### TASK TO COMPLETE
From the entries below, return only the lines starting at the one that contains "312, row 131" and ending at the one that contains "column 90, row 9", exactly as they stand.

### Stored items
=-=-=-=-=
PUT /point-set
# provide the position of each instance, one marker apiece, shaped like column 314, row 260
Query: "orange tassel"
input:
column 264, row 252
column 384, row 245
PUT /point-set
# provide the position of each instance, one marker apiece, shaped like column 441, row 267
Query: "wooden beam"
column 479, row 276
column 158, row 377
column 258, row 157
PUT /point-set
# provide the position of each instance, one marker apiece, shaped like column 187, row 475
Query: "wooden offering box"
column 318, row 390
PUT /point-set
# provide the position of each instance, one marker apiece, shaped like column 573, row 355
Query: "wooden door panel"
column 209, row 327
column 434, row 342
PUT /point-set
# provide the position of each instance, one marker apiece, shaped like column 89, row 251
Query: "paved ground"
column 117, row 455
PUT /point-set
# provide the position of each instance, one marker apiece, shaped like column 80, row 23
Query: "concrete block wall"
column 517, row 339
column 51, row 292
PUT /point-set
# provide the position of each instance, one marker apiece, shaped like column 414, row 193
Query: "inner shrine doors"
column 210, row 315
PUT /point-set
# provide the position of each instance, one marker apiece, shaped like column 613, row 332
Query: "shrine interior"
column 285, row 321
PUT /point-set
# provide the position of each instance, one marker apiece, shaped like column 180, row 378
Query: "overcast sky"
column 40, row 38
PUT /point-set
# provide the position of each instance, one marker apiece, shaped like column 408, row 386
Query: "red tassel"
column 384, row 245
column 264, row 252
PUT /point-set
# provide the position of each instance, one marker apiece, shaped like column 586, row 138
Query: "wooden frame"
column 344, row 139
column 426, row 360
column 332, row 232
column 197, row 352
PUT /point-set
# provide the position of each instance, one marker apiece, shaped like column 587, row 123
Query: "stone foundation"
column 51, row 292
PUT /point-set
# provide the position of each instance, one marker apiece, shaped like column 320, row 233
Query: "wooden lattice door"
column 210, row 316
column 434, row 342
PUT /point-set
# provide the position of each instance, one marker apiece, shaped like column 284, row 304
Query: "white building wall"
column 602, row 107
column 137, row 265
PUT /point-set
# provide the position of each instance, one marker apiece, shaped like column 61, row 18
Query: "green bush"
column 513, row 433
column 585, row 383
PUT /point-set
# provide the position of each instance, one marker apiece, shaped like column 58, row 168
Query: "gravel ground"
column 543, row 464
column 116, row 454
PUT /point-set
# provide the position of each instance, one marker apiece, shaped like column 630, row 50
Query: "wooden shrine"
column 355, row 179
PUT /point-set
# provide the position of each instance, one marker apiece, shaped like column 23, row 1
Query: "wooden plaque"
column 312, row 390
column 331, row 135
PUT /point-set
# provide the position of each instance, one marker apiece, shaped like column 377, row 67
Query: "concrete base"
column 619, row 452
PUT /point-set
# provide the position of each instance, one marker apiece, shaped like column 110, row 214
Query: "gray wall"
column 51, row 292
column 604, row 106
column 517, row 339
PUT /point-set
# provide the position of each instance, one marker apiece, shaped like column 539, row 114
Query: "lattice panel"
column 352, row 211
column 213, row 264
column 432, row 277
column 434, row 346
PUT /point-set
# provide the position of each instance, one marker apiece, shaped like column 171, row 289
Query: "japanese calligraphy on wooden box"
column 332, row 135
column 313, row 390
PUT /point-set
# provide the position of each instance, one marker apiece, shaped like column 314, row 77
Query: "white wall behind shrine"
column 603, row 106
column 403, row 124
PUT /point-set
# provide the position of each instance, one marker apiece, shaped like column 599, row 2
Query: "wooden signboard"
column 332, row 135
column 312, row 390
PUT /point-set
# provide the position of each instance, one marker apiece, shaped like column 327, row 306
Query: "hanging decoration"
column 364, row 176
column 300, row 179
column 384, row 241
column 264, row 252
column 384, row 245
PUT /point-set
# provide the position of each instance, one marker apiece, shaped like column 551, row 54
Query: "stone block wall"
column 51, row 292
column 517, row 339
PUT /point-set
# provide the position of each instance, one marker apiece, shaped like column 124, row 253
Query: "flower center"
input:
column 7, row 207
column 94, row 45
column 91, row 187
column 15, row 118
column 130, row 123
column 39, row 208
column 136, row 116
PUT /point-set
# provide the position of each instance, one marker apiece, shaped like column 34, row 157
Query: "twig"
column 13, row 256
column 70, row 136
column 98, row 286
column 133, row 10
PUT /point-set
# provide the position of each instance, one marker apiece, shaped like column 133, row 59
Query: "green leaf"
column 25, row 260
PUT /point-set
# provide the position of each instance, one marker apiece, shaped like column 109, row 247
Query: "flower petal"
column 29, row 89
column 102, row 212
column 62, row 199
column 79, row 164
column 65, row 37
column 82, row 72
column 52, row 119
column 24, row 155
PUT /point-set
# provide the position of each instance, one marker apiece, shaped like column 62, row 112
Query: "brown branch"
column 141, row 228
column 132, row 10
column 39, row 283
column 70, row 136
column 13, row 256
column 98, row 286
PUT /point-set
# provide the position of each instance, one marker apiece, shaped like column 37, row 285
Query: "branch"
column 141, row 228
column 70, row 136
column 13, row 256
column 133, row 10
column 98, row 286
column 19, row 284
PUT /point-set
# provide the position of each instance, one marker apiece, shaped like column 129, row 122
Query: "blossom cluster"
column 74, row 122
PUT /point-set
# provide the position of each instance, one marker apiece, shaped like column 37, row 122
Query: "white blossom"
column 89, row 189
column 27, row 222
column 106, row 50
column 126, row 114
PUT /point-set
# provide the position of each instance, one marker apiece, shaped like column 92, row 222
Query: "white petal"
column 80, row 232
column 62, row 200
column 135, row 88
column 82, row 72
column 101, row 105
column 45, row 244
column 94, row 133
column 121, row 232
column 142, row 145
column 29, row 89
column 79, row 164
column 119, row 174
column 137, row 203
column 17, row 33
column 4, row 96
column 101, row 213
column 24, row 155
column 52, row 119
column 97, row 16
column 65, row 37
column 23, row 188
=-=-=-=-=
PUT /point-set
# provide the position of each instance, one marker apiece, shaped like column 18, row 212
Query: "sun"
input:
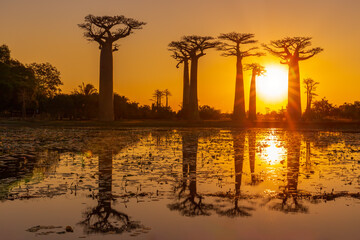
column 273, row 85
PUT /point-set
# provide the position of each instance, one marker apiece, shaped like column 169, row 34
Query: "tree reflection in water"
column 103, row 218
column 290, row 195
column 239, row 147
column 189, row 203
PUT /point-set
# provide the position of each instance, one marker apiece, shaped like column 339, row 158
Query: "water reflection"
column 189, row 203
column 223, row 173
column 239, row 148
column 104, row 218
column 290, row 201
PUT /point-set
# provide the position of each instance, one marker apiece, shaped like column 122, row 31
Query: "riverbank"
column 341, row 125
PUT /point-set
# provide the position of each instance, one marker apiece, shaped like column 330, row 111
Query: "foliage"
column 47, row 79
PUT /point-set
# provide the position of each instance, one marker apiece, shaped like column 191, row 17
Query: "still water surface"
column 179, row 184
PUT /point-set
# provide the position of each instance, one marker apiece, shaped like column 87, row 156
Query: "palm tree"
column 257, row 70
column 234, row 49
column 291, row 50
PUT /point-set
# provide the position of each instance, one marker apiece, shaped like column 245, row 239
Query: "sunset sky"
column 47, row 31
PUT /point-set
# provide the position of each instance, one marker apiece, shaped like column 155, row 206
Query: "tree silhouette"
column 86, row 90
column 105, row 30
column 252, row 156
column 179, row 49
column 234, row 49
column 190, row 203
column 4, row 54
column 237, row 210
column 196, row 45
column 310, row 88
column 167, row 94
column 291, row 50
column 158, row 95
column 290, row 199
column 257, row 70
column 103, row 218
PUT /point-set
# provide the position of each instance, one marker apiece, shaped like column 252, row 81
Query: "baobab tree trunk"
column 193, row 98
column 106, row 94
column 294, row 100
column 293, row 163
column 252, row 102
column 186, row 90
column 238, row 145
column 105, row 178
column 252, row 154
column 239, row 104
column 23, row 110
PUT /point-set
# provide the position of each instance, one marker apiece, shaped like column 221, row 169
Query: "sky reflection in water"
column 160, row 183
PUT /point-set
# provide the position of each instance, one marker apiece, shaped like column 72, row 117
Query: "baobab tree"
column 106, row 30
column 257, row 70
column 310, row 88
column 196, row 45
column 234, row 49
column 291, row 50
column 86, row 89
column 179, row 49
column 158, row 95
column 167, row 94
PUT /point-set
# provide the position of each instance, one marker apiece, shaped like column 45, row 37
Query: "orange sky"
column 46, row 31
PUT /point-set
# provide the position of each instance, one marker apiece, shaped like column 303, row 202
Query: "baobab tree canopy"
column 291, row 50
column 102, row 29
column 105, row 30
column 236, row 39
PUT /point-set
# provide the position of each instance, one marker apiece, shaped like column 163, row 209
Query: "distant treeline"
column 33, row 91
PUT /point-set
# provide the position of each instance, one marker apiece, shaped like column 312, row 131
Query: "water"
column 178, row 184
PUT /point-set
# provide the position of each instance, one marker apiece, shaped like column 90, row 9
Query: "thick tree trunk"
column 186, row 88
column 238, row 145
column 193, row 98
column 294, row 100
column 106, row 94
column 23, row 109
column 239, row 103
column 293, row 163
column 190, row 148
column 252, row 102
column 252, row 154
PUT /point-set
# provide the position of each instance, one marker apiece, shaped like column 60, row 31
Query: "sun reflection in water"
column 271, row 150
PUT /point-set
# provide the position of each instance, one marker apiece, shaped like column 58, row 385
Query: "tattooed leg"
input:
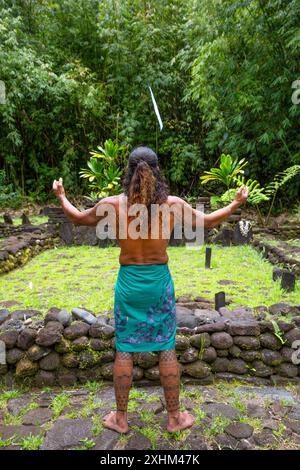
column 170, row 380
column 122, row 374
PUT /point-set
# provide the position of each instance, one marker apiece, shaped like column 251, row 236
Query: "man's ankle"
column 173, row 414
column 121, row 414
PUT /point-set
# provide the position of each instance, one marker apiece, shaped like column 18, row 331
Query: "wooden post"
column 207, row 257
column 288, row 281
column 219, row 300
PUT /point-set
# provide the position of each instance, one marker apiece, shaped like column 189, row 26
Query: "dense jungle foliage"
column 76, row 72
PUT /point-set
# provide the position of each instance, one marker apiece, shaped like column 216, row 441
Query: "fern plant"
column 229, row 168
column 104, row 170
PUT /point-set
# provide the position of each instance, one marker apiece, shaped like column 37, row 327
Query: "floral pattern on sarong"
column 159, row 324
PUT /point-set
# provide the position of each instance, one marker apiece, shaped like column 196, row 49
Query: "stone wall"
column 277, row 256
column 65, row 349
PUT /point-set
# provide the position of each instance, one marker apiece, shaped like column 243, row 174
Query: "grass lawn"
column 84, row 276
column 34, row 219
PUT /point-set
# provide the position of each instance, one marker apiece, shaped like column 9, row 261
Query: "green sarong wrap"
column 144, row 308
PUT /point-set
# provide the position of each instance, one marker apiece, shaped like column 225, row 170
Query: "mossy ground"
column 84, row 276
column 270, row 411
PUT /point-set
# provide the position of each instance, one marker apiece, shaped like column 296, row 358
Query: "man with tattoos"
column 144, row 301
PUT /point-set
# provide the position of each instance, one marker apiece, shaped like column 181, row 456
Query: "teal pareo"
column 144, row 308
=-=-=-=-=
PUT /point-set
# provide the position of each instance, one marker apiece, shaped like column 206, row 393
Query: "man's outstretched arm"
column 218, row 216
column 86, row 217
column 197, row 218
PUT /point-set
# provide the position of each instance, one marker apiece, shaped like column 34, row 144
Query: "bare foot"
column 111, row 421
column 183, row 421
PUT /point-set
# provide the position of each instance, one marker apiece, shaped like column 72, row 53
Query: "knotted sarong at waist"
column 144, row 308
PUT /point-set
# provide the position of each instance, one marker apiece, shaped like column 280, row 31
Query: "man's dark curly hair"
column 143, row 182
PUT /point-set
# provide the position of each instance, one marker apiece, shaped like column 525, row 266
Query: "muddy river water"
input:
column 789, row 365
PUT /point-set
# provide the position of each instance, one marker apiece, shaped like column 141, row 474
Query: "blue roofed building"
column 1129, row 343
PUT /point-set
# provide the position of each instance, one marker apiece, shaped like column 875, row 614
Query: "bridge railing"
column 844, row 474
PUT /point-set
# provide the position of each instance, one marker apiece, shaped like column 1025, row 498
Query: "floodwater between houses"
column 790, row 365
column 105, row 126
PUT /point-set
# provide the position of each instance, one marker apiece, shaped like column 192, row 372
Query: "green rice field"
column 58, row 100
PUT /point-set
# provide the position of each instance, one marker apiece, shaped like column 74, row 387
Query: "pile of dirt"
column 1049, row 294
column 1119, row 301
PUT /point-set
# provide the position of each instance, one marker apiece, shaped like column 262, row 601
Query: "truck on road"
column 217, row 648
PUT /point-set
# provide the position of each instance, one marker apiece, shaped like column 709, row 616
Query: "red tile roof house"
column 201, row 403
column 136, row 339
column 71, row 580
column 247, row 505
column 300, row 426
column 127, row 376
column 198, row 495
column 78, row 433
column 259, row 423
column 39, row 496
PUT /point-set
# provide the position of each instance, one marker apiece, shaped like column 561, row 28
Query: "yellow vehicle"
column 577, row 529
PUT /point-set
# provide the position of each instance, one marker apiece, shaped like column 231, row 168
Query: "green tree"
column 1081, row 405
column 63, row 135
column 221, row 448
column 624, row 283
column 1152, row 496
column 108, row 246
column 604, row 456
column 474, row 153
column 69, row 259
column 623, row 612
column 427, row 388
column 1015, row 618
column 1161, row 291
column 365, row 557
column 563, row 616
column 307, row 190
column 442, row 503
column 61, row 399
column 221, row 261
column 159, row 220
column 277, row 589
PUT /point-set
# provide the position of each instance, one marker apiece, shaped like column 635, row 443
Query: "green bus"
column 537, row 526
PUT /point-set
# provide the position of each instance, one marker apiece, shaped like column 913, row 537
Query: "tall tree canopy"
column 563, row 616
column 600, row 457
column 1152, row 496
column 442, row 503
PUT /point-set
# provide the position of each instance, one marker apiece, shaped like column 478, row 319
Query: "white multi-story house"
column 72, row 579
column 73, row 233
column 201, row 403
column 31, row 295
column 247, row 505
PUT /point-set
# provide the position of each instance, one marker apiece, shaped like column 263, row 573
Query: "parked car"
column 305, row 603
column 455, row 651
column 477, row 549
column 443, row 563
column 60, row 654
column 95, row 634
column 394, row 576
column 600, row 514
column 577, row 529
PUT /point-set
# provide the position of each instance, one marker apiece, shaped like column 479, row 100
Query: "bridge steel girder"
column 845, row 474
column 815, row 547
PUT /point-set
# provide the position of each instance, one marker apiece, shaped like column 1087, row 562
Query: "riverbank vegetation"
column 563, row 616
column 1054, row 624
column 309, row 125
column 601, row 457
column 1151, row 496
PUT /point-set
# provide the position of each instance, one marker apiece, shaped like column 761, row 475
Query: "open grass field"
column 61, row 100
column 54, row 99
=-=-=-=-=
### OUTPUT OF THE EXERCISE
# provide the position of each instance, one marker apiece, shaped like column 312, row 131
Query: "water"
column 178, row 184
PUT /point-set
# provide the position of each instance, one marker apiece, shaped like column 90, row 9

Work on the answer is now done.